**ACTIVITY:** Transcribe all records exactly.

**SOURCE DATA:**
----

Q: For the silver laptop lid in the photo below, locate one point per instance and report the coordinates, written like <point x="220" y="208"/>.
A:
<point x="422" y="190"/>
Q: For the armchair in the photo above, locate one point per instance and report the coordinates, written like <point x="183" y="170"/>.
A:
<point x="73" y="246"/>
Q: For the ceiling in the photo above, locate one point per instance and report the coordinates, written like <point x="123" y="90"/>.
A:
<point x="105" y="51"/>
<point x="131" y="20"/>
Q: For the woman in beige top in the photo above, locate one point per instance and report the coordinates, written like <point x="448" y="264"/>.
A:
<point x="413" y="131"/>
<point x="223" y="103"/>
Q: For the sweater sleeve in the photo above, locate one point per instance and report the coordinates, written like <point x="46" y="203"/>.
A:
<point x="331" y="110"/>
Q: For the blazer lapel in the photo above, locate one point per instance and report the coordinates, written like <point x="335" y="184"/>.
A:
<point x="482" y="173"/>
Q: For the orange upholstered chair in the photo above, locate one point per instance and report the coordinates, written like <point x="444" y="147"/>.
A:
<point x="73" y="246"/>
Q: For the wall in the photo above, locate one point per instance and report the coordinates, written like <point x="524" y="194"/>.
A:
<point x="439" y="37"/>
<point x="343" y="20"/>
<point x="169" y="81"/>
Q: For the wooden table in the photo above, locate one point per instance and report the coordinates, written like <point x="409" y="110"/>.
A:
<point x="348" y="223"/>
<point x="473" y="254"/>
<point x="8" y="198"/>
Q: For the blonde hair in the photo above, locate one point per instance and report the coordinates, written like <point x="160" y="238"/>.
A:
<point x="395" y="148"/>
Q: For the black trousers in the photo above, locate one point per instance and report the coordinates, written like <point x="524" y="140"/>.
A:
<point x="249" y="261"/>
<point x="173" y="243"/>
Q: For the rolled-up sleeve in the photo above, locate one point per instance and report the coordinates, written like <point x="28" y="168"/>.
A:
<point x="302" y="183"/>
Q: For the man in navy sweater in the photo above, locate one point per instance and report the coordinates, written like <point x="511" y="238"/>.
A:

----

**RESPONSE TO THIS TASK:**
Q: For the silver laptop lid in the photo below, locate one point per instance and report the coordinates, written like <point x="220" y="208"/>.
A:
<point x="422" y="190"/>
Q: For the armchair in the photo above, locate one point per instance and report the coordinates, written like <point x="183" y="170"/>.
A:
<point x="73" y="246"/>
Q: For the ceiling in the photo above, locate one point per instance and report the coordinates, written like <point x="123" y="90"/>.
A:
<point x="105" y="51"/>
<point x="131" y="20"/>
Q: For the woman in beige top in the photo above, locate one point per instance and report the coordinates, written like <point x="448" y="264"/>.
A:
<point x="413" y="131"/>
<point x="223" y="103"/>
Q: For the sweater sleeve in the photo above, locate one point per instance and report the coordinates, written like <point x="46" y="203"/>.
A:
<point x="331" y="110"/>
Q: For the blazer lapel in the photo above, locate one point per instance and report the coordinates, written like <point x="335" y="184"/>.
A:
<point x="482" y="173"/>
Q: For the orange upholstered chair in the photo above, locate one point per instance and report the coordinates, written like <point x="444" y="147"/>.
A:
<point x="73" y="246"/>
Q: For the wall in the photo above, locate one point per instance and report the coordinates, written like <point x="524" y="194"/>.
A:
<point x="439" y="37"/>
<point x="343" y="20"/>
<point x="169" y="81"/>
Q: For the wooden table in the photo above, locate one point per instance and report the coordinates, written like <point x="409" y="110"/>.
A:
<point x="348" y="223"/>
<point x="473" y="254"/>
<point x="8" y="198"/>
Q: For the blonde hair in the photo above, locate one point per instance and report the coordinates, written like <point x="160" y="238"/>.
A:
<point x="395" y="148"/>
Q: For the black trousers in the photo above, locate one point per instance and report the coordinates, written like <point x="524" y="140"/>.
A:
<point x="249" y="261"/>
<point x="173" y="243"/>
Q: For the rolled-up sleeve in the photo above, locate one point per instance and report the coordinates, written like <point x="28" y="168"/>.
A:
<point x="302" y="183"/>
Q: For the man in navy sweater in the photo above, locate one point per instance and report the coordinates, written like <point x="511" y="238"/>.
A:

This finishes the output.